Extracted records:

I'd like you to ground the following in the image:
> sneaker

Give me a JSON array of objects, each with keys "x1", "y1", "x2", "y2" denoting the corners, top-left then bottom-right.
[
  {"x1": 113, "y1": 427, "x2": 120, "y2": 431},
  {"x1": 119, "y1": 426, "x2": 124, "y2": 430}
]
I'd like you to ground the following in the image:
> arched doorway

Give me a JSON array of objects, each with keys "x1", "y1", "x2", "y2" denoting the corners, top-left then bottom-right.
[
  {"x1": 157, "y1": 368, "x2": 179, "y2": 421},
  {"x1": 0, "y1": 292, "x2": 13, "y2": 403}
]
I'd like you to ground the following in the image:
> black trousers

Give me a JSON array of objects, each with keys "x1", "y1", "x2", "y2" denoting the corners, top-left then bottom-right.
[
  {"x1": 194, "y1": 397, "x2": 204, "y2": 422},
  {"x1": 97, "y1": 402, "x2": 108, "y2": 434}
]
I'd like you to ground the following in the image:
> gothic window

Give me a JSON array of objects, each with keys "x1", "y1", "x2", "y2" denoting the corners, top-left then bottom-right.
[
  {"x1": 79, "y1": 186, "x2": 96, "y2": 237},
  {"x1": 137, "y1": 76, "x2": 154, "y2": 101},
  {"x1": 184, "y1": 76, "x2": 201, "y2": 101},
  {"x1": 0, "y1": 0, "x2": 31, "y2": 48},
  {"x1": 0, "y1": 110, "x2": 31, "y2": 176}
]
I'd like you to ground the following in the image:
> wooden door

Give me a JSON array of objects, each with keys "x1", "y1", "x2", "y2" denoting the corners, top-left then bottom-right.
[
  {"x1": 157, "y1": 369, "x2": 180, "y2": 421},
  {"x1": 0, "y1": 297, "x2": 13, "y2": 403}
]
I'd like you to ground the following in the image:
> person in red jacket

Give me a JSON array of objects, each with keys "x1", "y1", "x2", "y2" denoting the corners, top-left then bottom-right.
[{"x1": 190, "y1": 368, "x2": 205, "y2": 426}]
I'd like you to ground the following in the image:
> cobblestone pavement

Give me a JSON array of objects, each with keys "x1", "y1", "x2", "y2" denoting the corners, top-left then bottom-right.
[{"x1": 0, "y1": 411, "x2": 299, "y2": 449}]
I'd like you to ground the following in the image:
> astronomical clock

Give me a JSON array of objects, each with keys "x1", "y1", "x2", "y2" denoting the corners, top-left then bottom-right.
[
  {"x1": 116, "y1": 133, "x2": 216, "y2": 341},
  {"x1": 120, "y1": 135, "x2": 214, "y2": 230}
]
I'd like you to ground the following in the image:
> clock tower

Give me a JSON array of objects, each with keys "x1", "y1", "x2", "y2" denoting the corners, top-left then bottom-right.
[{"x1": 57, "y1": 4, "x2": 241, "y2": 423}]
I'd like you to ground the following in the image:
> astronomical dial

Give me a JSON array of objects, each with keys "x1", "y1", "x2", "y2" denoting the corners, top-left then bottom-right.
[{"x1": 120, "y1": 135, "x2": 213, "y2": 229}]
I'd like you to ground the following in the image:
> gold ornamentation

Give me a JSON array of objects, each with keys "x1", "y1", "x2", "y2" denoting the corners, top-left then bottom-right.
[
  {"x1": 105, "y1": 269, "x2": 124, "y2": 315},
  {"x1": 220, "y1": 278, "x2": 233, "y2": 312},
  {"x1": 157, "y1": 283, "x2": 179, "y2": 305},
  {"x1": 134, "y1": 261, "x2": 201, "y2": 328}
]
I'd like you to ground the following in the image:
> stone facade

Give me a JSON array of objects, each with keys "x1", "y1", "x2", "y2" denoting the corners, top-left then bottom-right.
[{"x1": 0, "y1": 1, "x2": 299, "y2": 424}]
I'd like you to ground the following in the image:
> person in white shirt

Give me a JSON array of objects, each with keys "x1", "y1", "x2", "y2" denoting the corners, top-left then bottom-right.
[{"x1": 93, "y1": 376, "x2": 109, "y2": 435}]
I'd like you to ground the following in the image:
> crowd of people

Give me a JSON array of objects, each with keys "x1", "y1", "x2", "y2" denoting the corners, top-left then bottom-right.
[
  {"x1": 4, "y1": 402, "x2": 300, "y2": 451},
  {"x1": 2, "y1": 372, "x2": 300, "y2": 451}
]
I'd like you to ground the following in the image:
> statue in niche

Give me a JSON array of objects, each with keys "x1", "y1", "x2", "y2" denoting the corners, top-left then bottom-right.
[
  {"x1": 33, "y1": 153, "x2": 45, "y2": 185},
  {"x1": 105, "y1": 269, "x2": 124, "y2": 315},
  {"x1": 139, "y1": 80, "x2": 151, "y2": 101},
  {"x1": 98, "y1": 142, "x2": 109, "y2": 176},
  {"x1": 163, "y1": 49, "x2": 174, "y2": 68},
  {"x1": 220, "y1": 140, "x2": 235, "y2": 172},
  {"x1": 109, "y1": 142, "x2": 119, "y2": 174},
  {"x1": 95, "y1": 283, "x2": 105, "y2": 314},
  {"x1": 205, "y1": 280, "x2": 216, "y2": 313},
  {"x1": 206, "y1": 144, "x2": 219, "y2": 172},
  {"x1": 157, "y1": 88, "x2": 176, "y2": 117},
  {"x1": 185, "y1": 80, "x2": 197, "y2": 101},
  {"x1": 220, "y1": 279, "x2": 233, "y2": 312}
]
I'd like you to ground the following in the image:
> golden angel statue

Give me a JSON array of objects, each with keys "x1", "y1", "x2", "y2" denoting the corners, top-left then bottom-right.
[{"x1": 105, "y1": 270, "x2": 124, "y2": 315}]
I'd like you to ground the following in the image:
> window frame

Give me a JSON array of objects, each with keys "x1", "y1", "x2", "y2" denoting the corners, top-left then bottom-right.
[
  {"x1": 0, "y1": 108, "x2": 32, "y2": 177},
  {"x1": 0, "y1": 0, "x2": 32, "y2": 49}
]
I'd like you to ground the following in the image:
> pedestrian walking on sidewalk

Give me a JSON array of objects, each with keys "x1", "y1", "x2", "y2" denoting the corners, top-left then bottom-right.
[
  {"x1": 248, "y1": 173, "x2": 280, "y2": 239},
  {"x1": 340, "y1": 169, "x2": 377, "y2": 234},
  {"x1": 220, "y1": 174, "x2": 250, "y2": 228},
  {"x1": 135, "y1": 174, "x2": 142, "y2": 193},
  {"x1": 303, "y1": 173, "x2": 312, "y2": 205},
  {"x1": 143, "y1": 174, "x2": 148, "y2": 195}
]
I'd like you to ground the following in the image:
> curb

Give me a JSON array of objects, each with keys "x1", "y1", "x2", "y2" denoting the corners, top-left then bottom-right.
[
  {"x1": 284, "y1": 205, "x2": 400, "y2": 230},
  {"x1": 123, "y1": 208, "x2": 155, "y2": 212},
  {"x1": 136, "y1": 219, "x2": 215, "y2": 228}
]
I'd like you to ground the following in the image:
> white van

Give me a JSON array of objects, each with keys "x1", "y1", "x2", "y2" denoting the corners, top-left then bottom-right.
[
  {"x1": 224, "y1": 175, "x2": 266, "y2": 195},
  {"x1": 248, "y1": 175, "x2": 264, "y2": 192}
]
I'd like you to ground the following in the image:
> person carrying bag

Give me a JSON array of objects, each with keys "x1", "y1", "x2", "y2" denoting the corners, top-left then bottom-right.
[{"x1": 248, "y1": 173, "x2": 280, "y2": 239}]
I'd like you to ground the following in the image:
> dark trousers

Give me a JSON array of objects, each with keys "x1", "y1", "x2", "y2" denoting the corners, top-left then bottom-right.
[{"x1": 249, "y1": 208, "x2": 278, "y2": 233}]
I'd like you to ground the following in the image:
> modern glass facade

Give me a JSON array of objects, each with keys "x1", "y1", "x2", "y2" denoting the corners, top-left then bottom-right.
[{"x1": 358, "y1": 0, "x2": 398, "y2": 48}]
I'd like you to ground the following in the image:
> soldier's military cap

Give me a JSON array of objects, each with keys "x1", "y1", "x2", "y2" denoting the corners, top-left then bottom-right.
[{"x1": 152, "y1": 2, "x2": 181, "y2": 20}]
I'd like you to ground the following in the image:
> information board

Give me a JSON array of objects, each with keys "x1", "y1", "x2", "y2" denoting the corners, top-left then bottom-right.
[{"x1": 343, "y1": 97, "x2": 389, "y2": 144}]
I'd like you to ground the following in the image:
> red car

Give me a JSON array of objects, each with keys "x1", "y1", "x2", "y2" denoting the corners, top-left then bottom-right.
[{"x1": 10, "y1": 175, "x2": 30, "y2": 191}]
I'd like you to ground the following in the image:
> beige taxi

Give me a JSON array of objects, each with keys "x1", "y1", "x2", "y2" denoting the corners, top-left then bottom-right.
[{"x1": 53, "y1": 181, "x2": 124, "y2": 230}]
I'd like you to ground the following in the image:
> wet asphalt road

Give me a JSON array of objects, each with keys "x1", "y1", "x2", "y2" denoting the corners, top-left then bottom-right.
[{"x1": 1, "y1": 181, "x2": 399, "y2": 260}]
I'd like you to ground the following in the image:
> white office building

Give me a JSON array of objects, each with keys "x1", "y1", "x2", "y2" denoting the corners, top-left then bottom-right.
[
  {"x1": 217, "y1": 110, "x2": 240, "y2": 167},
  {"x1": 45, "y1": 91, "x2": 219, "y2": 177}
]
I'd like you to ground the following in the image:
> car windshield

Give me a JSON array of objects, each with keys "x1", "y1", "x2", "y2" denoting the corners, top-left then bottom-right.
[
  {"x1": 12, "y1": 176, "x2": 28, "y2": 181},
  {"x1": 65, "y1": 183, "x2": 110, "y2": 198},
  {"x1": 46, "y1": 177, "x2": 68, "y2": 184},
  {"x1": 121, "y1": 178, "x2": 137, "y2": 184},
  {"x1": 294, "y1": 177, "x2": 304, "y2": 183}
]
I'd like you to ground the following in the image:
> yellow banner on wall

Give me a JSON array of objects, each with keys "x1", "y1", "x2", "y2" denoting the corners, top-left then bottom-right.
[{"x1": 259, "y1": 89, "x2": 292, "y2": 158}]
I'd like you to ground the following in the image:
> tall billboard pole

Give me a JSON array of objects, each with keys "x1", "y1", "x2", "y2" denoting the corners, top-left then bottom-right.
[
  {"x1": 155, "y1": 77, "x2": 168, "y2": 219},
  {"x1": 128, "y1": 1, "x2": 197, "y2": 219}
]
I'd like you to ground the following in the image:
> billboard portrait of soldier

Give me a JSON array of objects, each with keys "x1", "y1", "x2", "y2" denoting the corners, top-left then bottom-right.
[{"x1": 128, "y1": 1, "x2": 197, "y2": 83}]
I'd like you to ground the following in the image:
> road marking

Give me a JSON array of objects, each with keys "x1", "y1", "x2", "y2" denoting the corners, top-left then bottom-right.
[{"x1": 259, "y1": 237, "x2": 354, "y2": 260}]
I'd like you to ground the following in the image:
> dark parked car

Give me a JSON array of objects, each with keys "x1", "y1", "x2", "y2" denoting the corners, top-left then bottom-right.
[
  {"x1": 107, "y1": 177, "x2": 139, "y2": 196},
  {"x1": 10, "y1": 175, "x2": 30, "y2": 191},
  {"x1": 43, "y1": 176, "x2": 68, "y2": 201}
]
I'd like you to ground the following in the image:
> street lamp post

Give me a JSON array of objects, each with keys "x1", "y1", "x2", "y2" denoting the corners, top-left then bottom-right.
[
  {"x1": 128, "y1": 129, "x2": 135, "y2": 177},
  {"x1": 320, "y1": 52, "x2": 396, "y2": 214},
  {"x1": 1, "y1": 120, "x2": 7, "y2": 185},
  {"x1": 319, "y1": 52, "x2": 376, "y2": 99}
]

- **WHAT THE TASK ASKS**:
Copy every line from the records above that contains the string "person".

- **RESULT OF THE EXERCISE**:
> person in red jacket
> person in white shirt
> person carrying bag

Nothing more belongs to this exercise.